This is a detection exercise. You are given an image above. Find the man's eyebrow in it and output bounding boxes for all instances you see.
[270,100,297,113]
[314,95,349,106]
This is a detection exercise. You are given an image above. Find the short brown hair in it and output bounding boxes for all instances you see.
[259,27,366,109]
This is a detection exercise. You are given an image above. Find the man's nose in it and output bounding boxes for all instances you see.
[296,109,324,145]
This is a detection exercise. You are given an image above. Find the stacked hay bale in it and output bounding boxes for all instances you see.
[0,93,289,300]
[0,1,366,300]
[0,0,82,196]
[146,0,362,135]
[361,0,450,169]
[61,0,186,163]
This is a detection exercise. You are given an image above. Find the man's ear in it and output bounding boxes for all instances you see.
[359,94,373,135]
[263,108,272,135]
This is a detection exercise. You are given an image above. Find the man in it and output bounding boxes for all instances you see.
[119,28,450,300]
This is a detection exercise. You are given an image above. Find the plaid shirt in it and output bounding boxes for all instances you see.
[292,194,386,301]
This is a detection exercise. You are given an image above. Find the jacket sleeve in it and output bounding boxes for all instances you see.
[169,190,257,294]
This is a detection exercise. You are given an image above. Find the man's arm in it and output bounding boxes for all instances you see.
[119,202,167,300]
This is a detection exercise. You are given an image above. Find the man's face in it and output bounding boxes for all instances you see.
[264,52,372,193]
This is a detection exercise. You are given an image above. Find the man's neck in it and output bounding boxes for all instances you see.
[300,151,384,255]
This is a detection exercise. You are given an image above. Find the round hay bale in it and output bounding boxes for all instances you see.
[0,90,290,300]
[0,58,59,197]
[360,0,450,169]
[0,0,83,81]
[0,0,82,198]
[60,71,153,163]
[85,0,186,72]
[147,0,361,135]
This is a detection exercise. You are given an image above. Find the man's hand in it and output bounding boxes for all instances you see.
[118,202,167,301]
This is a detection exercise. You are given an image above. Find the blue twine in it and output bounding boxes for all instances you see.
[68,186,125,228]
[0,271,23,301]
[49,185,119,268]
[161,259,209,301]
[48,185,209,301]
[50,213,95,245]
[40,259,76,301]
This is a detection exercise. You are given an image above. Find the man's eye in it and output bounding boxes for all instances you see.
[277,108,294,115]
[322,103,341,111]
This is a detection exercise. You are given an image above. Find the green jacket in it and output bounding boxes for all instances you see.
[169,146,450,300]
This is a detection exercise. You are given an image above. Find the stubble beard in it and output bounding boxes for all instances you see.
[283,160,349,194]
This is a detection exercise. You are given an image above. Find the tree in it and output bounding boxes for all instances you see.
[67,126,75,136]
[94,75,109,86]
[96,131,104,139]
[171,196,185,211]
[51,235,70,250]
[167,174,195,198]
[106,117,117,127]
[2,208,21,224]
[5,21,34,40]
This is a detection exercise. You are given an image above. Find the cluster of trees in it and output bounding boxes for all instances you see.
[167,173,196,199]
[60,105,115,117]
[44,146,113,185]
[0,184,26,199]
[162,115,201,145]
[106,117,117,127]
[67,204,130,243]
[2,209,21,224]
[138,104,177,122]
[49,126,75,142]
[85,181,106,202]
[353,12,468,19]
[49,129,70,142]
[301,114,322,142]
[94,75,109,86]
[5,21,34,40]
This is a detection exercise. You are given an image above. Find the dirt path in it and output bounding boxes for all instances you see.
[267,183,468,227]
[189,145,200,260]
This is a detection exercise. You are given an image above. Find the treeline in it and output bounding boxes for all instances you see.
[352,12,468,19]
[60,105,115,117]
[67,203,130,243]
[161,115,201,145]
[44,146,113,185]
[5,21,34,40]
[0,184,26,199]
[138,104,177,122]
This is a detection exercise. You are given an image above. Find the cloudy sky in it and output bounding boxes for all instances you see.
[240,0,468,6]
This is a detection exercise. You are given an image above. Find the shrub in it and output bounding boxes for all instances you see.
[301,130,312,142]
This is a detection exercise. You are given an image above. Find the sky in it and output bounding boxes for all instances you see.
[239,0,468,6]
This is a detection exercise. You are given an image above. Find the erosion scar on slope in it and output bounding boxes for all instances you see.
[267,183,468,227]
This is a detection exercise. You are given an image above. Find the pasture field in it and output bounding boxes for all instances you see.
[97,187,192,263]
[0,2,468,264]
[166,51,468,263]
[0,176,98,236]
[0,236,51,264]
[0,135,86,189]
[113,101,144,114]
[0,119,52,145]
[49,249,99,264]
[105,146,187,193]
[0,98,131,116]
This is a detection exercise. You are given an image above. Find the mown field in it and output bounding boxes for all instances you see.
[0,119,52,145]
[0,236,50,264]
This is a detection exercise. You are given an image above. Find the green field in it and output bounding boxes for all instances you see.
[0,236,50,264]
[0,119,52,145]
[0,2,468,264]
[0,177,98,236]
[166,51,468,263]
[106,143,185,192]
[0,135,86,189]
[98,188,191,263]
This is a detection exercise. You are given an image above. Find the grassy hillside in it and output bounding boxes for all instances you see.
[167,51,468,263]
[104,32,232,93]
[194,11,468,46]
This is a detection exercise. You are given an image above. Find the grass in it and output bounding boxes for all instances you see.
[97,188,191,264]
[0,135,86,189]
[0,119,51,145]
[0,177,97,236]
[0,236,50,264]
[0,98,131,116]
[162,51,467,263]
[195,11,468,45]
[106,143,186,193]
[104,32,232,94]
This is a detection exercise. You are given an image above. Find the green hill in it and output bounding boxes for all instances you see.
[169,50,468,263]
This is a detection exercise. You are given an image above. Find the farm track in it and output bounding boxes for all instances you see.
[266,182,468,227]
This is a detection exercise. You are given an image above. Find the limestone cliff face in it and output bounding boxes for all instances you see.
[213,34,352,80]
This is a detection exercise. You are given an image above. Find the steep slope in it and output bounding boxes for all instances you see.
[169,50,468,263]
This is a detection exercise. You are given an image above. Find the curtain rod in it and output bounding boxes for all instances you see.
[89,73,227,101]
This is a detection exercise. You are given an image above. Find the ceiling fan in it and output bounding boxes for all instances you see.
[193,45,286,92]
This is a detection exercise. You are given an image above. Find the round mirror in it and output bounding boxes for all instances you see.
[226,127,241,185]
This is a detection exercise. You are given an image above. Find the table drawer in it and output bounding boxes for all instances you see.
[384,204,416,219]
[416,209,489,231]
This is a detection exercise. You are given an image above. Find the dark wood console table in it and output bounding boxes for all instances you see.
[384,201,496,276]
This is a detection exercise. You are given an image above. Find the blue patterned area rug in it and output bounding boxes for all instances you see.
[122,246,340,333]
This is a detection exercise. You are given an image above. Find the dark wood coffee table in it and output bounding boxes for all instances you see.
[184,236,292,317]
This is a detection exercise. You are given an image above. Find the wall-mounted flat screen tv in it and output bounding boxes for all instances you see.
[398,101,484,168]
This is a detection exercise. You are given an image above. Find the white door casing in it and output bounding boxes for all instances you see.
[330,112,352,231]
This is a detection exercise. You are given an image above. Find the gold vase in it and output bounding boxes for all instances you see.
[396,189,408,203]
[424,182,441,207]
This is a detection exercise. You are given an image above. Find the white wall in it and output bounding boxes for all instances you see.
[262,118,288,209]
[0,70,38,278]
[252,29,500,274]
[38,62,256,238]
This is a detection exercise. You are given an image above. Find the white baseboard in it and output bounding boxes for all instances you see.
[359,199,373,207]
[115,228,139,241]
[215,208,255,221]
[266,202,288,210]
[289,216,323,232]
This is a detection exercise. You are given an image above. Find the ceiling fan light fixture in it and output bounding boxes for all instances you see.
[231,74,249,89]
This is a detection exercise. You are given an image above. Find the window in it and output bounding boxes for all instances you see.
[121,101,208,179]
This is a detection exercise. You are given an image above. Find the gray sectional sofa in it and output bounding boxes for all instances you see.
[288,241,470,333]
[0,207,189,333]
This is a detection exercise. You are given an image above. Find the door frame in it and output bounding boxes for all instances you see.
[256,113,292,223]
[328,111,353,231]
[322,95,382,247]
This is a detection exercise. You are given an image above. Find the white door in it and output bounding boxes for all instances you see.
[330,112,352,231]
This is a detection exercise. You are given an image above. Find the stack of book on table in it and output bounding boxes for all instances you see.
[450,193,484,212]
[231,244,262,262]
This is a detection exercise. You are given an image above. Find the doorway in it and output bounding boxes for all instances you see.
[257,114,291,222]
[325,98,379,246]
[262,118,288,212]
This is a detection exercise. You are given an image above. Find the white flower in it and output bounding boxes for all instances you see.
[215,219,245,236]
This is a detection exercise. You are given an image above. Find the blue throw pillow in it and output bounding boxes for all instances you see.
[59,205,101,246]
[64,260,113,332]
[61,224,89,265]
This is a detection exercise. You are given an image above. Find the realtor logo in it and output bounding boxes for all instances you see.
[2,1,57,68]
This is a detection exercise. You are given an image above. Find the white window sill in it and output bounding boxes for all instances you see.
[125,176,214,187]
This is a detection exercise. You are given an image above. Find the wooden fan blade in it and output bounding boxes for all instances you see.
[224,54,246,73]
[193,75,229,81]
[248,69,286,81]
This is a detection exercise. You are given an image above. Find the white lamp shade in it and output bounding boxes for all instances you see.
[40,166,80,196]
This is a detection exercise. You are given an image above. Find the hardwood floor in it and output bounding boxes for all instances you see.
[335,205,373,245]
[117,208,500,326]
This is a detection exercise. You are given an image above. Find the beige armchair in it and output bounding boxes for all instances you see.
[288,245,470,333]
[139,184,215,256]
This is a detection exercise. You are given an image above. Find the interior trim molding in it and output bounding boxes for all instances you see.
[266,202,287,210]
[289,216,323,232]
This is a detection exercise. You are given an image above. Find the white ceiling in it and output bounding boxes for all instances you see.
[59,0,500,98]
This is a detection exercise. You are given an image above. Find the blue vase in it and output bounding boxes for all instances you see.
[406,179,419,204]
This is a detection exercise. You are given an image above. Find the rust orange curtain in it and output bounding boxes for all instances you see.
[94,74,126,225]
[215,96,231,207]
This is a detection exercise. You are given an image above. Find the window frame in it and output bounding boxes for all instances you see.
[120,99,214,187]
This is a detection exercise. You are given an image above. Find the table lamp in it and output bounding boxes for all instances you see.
■ ■ ■ ■ ■
Task statement -
Convert the material from the line with "the white baseboard" up to and including the line with "[2,1,57,68]" into a Markdown table with the columns Row and Line. Number each line in order, and leave out any blank lines.

Exercise output -
| Row | Line |
|---|---|
| 1 | This is a detection exercise. You are given an image above. Find the white baseboard in it and output bounding boxes for all instances you see. |
| 2 | [359,199,373,207] |
| 3 | [115,228,139,241] |
| 4 | [215,208,255,221] |
| 5 | [266,202,288,210] |
| 6 | [289,216,323,232] |
| 7 | This is a detection exercise. You are given an image above. Find the ceiling fan light fixture in it and output bounding boxes for all instances you see. |
| 8 | [231,74,249,89] |
| 9 | This is a detection exercise. You are given an image above. Find the window in it and output bounding boxes for all instances you see. |
| 10 | [121,101,208,179] |
| 11 | This is a detection exercise. You are given an image above. Find the gray sectional sofa in it and output bounding boxes for all instances you see. |
| 12 | [288,241,470,333] |
| 13 | [0,207,189,333] |
| 14 | This is a detection exercise. You are given an image above. Find the door frame in it and output bounding boxes for all instances you see. |
| 15 | [256,113,292,223] |
| 16 | [328,111,353,231] |
| 17 | [322,95,382,247] |
| 18 | This is a detection exercise. You are given an image above. Find the white door in it and output bounding boxes for all instances you see. |
| 19 | [330,112,352,231] |
| 20 | This is a detection exercise. You are given an image above. Find the stack of book on table in it and output bounding boxes for all instances you see. |
| 21 | [450,193,484,212] |
| 22 | [231,244,262,262] |
| 23 | This is a detection exercise. You are given an image above. Find the doorway in it and output bounding boxes for all instances you see. |
| 24 | [257,114,291,222] |
| 25 | [325,98,379,246] |
| 26 | [262,118,288,212] |
| 27 | This is a detection exercise. You are given an image above. Find the white flower in it and output bounding boxes for all instances you see. |
| 28 | [215,219,245,236] |
| 29 | This is a detection exercise. You are given an image above. Find the blue throw pillow in it and output bounding boxes for all instances you see. |
| 30 | [59,205,101,246] |
| 31 | [64,260,113,332] |
| 32 | [61,224,89,265] |
| 33 | This is a detection exercise. You are given an image above. Find the realtor logo in it and output bounding boxes for all instances you see. |
| 34 | [2,1,57,68] |